§ **Extrait**
===============
La flamenca est parfois appelée « blanche » ou « blanca » du fait de la teinte claire du cyprès de la caisse. C'est la couleur traditionnelle des guitares flamencas : aux premières heures de la guitare flamenca, les instruments étaient fabriqués avec le bois le moins coûteux et le plus facile à trouver, c'est-à-dire le cyprès d'Espagne. Avec l'essor du flamenco, différentes essences ont fait leur apparition, notamment pour pallier le prix du cyprès devenu élevé[5].
Elle peut être appelée flamenca « negra » si ses éclisses et son dos sont en palissandre (marron foncé). Ce type de guitare flamenca a été rendu populaire, notamment par le célèbre guitariste Paco de Lucía[5]. La flamenca negra est moins sèche et percussive qu’une guitare « blanca ». Elle offrira un son « crispy » (en rasgueados), une résonance plus soutenue et une richesse en harmoniques.
On ajoute sur les guitares flamencas un golpeador, plaque de protection généralement connue sous le nom anglophone de pickguard, c'est-à-dire une fine feuille de plastique ou de placage collée sur la table d'harmonie de la guitare afin de la protéger. Les bois au départ étaient de moindre qualité pour que les guitares soient abordables.
Les guitares flamencas peuvent aussi être montées, au choix, avec deux systèmes d'accord :
- le système traditionnel qui emploie des chevilles en ébène ou en palissandre, à la manière du violon mais placées en porte-à-faux sur une tête en palette. La facture de la tête est alors simplifiée : six alésages coniques percés dans le bois.
- des mécaniques à engrenages et rouleaux, à la manière de la guitare classique, faciles à régler mais plus lourdes que les chevilles[5].
===============
[Extrait d'un jeu de données]
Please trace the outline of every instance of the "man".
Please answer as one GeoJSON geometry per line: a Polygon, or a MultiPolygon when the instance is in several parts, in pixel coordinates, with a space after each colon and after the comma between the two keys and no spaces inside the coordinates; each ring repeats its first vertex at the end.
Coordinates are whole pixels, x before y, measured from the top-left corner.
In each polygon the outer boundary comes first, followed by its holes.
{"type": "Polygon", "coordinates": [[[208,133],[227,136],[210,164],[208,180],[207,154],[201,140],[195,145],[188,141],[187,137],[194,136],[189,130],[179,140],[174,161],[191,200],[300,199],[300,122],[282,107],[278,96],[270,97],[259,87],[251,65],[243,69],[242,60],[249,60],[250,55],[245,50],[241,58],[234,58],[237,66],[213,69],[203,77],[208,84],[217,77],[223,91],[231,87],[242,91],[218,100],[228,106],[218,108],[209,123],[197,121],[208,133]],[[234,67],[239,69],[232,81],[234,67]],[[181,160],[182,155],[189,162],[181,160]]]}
===============
§ **Exercice court 1**
D'après l'extrait sur la guitare flamenca, quel guitariste a rendu populaire la flamenca « negra » ?
§ **Exercice court 2**
Retranscrivez sans rien changer les lignes du jeu de données, depuis sa toute première ligne jusqu'à la ligne contenant « Please answer as », celle-ci comprise.

§ **Réponse 1**
Paco de Lucía.

§ **Réponse 2**
Please trace the outline of every instance of the "man".
Please answer as one GeoJSON geometry per line: a Polygon, or a MultiPolygon when the instance is in several parts, in pixel coordinates, with a space after each colon and after the comma between the two keys and no spaces inside the coordinates; each ring repeats its first vertex at the end.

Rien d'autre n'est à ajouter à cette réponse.